═════ Study text ═════

Tytus Czyżewski (28 December 1880 – 5 May 1945) was a Polish painter, art theoretician, Futurist poet, playwright, member of the Polish Formists and a Colorist.

==Biography==
He was born in Przyszowa. In 1902 he studied at the Academy of Fine Arts in Krakow in the painting studios of Józef Mehoffer and Leon Wyczółkowski. Czyżewski travelled to Paris and learned from the artistic trends there. He began exhibiting in 1906. Czyżewski painting style was highly influenced by Cézanne and El Greco, whose work he admired until his death.

In 1917, with the brothers Zbigniew and Andrzej Pronaszko, he organized in Kraków an exhibition of Polish Expressionist works. The group later became known as the Polish Formists. Until the break-up of the Formists in 1922, he was the primary artist and theoretician behind the movement as well as the joint editor of the periodical Formiści. He was also co-founder of the Polish Futurist clubs, and published Futurist-inspired "visual poetry." After briefly flirting with Surrealism, Czyżewski spent the rest of his life as a Colorist. He died in 1945 in Kraków.

═════

▶ [Tasks to carry out]:
A: Answer these questions using the text on Tytus Czyżewski, putting each answer on its own line and marking it (i), (ii) or (iii):
(i) In what year did he study at the Academy of Fine Arts in Krakow?
(ii) With whom did he organize the 1917 exhibition of Polish Expressionist works in Kraków?
(iii) In what year did the Formists break up?
B: Write the next part of the text on Tytus Czyżewski, continuing after its final sentence.
The records come from a different source than the text on Tytus Czyżewski.

═════ Source data ═════

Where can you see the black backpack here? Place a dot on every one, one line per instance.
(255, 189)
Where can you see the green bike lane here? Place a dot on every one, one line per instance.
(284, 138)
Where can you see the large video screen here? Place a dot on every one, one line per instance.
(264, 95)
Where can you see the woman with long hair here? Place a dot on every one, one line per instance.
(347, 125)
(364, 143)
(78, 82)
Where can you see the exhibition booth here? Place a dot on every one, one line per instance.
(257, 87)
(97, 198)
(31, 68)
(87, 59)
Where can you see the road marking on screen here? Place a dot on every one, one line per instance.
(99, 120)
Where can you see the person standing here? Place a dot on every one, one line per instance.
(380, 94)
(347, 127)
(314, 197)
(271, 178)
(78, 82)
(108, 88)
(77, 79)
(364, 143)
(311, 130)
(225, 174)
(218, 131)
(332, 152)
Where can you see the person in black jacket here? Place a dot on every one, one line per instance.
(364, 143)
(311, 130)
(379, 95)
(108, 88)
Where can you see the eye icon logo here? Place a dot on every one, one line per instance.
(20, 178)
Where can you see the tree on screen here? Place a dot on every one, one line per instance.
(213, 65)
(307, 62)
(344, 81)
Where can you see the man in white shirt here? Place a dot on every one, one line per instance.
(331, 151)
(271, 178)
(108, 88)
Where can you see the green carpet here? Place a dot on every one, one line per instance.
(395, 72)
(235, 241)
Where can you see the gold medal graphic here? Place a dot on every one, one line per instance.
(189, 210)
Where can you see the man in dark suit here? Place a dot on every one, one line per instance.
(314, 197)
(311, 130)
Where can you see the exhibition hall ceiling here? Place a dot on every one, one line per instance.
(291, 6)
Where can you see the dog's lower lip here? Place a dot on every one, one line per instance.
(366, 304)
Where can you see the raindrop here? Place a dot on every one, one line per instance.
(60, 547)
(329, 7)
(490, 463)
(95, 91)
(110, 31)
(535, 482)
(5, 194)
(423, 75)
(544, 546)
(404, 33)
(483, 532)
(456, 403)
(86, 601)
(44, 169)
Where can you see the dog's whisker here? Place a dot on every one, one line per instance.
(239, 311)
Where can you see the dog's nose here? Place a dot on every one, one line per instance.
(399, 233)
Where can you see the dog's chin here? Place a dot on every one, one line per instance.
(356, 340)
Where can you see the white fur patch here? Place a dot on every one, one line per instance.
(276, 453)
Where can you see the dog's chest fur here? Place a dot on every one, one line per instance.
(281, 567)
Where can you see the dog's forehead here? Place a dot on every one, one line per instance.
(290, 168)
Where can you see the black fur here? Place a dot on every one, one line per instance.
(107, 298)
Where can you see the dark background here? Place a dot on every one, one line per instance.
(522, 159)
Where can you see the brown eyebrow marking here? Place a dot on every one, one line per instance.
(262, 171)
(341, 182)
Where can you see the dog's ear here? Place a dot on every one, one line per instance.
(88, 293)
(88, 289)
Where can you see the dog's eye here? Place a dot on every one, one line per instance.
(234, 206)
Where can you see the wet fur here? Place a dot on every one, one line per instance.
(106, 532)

═════

▶ [Exercise responses]:
A:
(i) 1902
(ii) The brothers Zbigniew and Andrzej Pronaszko
(iii) 1922

B:
==Selected work==
- Poetry:
  - Zielone Oko. Poezje formistyczne. Elektryczne wizje, 1920
  - Noc – dzień. Mechaniczny instynkt elektryczny, 1922
  - Pastorałki, 1925
  - Robespierre. Rapsod. Cinema. Od romantyzmu do cynizmu, 1927
  - Lajkonik w chmurach, 1936
- Prose:
  - A Burglar of the Better Sort: Plays, Verse, Theoretical Notes. Translated by Charles Kraszewski. Publisher: Glagoslav Publication, 2019.